Selected extract:
______

Raoul Scarazzini d9e9613a8b Integrate ha-test-suite into the repo
This commit puts the ha-test-suite under the tools directory instead of
having it downloaded from the outside (originally it was available at
the link https://github.com/rscarazz/tripleo-director-ha-test-suite.
At code level now the suite is copied directly from the local path
tools/ha-test-suite and the executable now is ha-test-suite.sh.

Change-Id: I087bc28a0afa3ede9b2fb698892b8306f56790a2
2017-05-05 04:34:22 -04:00

5.6 KiB

OpenStack TripleO HA Test Suite

This project is a modular and a customizable test suite to be applied in an Overcloud OpenStack environment deployed via TripleO upstream or Red Hat OpenStack Director (OSPd).

______

Material provided:
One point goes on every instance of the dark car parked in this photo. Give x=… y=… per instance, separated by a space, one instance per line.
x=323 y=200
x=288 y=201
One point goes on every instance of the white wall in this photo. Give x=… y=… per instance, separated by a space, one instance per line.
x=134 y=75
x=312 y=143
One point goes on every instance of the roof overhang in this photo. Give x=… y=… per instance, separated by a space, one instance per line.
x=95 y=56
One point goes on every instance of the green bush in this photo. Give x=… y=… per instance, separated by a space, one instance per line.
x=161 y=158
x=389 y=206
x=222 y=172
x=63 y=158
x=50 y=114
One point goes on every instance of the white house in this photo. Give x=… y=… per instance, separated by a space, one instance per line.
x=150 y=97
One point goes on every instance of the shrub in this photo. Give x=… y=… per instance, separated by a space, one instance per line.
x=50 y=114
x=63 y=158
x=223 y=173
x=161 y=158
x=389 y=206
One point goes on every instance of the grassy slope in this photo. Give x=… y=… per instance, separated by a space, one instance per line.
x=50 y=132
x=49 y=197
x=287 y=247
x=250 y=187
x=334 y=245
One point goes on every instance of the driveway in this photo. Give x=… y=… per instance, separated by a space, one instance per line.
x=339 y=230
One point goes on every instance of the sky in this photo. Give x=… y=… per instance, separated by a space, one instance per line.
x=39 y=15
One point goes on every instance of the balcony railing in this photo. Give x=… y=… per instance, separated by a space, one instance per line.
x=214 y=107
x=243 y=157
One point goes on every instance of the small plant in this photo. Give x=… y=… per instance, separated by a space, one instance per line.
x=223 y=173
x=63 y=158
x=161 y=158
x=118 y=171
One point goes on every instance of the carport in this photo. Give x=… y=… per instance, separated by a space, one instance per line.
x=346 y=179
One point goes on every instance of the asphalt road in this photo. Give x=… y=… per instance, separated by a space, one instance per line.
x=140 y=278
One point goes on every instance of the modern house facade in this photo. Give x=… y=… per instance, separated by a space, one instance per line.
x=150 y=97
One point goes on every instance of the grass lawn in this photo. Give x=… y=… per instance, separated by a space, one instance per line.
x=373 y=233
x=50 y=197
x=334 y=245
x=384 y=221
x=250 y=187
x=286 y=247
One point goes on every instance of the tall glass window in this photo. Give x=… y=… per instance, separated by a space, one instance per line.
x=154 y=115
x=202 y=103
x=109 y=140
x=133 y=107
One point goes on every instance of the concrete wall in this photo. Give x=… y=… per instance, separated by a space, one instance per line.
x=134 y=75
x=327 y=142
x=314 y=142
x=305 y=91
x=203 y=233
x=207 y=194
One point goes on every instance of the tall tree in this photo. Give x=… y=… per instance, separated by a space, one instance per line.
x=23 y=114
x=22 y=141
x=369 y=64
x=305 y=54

______

Set tasks:
A. Write out the part of the HA test suite page between "At code level" and "OpenStack Director (OSPd).", inclusive, without changing a word.
B. Go on with the HA test suite page, picking up right after its final sentence.
The material comes from a different source than the HA test suite page.

Task-by-task outputs:
A.
At code level now the suite is copied directly from the local path
tools/ha-test-suite and the executable now is ha-test-suite.sh.

Change-Id: I087bc28a0afa3ede9b2fb698892b8306f56790a2
2017-05-05 04:34:22 -04:00

5.6 KiB

OpenStack TripleO HA Test Suite

This project is a modular and a customizable test suite to be applied in an Overcloud OpenStack environment deployed via TripleO upstream or Red Hat OpenStack Director (OSPd).

B.
Usage

The script needs at least a test file (-t) which must contain the sequence of the operations to be done. A recovery file (-r), with the sequence of the operations needed to recovery the environment can also be passed. So a typical invocation will be something like this:

[heat-admin@overcloud-controller-0 overcloud-ha-test-suite]$ ./overcloud-ha-test-suite.sh -t test/test_keystone-constraint-removal -r recovery/recovery_keystone-constraint-removal
Fri May 20 15:27:19 UTC 2016 - Populationg overcloud elements...OK
Fri May 20 15:27:22 UTC 2016 - Test: Stop keystone resource (by stopping httpd), check no other resource  is stopped
Fri May 20 15:27:22 UTC 2016 * Step 1: disable keystone resource via httpd stop
Fri May 20 15:27:22 UTC 2016 - Performing action disable on resource httpd ..OK
Fri May 20 15:27:26 UTC 2016 - List of cluster's failed actions:
Cluster is OK.
Fri May 20 15:27:29 UTC 2016 * Step 2: check resource status
Fri May 20 15:27:29 UTC 2016 - Cycling for 10 minutes polling every minute the status of the resources
Fri May 20 15:28:29 UTC 2016 - Polling...
delay -> OK
galera -> OK
...
...
openstack-sahara-engine -> OK
rabbitmq -> OK
redis -> OK
Fri May 20 15:41:00 UTC 2016 - List of cluster's failed actions:
Cluster is OK.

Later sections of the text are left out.